◆ **Work to do**
Write out all entries word for word.

◆ **Data shown**
-*-*-
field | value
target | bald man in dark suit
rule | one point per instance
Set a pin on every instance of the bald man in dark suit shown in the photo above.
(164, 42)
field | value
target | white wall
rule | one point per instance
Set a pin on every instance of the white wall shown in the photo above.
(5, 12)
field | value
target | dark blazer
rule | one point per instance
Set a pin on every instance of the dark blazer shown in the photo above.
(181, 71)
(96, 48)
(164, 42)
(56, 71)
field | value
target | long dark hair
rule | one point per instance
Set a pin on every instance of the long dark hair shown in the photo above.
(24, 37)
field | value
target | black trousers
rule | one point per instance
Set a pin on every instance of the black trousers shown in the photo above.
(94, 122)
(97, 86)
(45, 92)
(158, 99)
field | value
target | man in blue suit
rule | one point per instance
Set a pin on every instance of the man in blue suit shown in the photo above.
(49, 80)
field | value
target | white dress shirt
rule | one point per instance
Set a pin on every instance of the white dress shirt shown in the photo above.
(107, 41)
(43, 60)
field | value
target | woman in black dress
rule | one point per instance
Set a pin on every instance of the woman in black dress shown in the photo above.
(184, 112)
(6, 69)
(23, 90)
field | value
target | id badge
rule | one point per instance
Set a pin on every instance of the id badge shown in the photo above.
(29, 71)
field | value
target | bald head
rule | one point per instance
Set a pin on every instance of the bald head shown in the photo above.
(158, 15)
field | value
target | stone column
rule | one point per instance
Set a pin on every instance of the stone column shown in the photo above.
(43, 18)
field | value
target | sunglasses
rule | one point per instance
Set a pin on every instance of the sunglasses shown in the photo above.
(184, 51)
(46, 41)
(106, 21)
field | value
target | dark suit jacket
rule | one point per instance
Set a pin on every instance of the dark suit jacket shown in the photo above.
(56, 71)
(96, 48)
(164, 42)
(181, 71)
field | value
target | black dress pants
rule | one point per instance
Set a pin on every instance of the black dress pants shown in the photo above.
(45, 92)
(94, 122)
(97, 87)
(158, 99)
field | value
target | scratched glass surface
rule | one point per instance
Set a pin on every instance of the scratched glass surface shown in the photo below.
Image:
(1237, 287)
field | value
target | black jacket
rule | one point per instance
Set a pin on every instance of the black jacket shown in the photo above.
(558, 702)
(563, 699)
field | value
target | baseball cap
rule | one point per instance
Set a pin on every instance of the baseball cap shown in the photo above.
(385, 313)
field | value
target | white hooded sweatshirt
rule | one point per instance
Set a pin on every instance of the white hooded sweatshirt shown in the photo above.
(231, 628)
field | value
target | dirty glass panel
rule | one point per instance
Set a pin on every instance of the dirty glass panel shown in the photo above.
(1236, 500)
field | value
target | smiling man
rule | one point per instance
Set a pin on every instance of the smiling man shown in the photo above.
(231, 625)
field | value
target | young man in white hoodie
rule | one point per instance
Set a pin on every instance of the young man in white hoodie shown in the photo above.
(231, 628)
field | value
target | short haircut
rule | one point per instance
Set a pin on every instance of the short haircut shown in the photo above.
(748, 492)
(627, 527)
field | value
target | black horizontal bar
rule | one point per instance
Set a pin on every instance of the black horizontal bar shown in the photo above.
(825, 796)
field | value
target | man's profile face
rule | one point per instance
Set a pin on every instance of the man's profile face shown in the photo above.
-*-*-
◆ **The solution**
field | value
target | bald man in dark suit
rule | one point per instance
Set a pin on every instance of the bald man in dark suit shown in the photo above.
(164, 42)
field | value
target | white wall
rule | one point per instance
Set a pin on every instance of the white wall shown in the photo above.
(5, 12)
field | value
target | dark blazer
rule | one point per instance
Set a pin on every instance of the dark blazer shown in the photo above.
(181, 71)
(96, 48)
(164, 42)
(56, 71)
field | value
target | long dark hair
rule | one point per instance
Set a pin on every instance of the long dark hair shown in the photo above.
(24, 37)
field | value
target | black trousers
rule | one point per instance
Set a pin on every instance of the black trousers shown in the photo above.
(94, 122)
(97, 86)
(45, 92)
(158, 99)
field | value
target | man in blue suit
rule | one point per instance
Set a pin on every instance of the man in blue suit shown in the photo above.
(49, 80)
field | value
target | white dress shirt
rule | one point per instance
Set a pin on every instance of the white dress shirt shown in the photo above.
(107, 41)
(43, 60)
field | value
target | woman in black dress
rule | one point per instance
Set a pin on every instance of the woman in black dress shown in the photo above.
(184, 112)
(6, 69)
(23, 90)
field | value
target | id badge
rule | one point per instance
Set a pin on every instance of the id badge shown in the photo above.
(29, 71)
field | value
target | bald head
rule | one point per instance
Set a pin on every instance of the bald head shown in the photo above.
(158, 15)
field | value
target | stone column
rule | one point per instance
Set a pin on every instance of the stone column shown in the photo above.
(43, 18)
field | value
target | sunglasses
rule | one point per instance
Set a pin on every instance of the sunglasses shown in the photo above.
(184, 51)
(46, 41)
(106, 21)
field | value
target | dark suit jacket
rule | one point per instance
Set a pin on every instance of the dark suit jacket shown in the photo above.
(56, 71)
(96, 48)
(164, 42)
(181, 71)
field | value
target | black dress pants
rule | one point per instance
Set a pin on every instance of the black dress pants shown in the photo above.
(45, 92)
(94, 122)
(97, 87)
(158, 99)
field | value
target | scratched glass surface
rule | one point per instance
Set a pin on every instance of the scratched glass surface shown in the photo below.
Image:
(1237, 287)
field | value
target | black jacket
rule | one point per instance
Set a pin on every instance of the black jacket shown in the photo above.
(558, 702)
(563, 699)
field | value
target | baseball cap
rule | one point per instance
Set a pin on every instance of the baseball cap shown in the photo above.
(385, 313)
field | value
target | white hooded sweatshirt
rule | one point per instance
Set a pin on every instance of the white hooded sweatshirt shown in the photo above.
(231, 628)
field | value
target | dirty glass panel
rule | one point per instance
Set a pin on every instance of the dirty glass panel shown in the photo above.
(1236, 500)
field | value
target | smiling man
rule | one point per instance
Set a pin on every instance of the smiling man shown in the photo above.
(231, 625)
field | value
target | young man in white hoodie
rule | one point per instance
Set a pin on every instance of the young man in white hoodie shown in the photo above.
(231, 628)
field | value
target | short haircut
rule | one point per instance
Set a pin on every instance of the short haircut shown in the photo above.
(748, 492)
(627, 527)
field | value
target | black horizontal bar
rule | one point per instance
Set a pin on every instance of the black horizontal bar shown in the photo above.
(825, 796)
field | value
target | man's profile face
rule | one point per instance
Set a pin on every instance of the man's profile face shown in the photo above.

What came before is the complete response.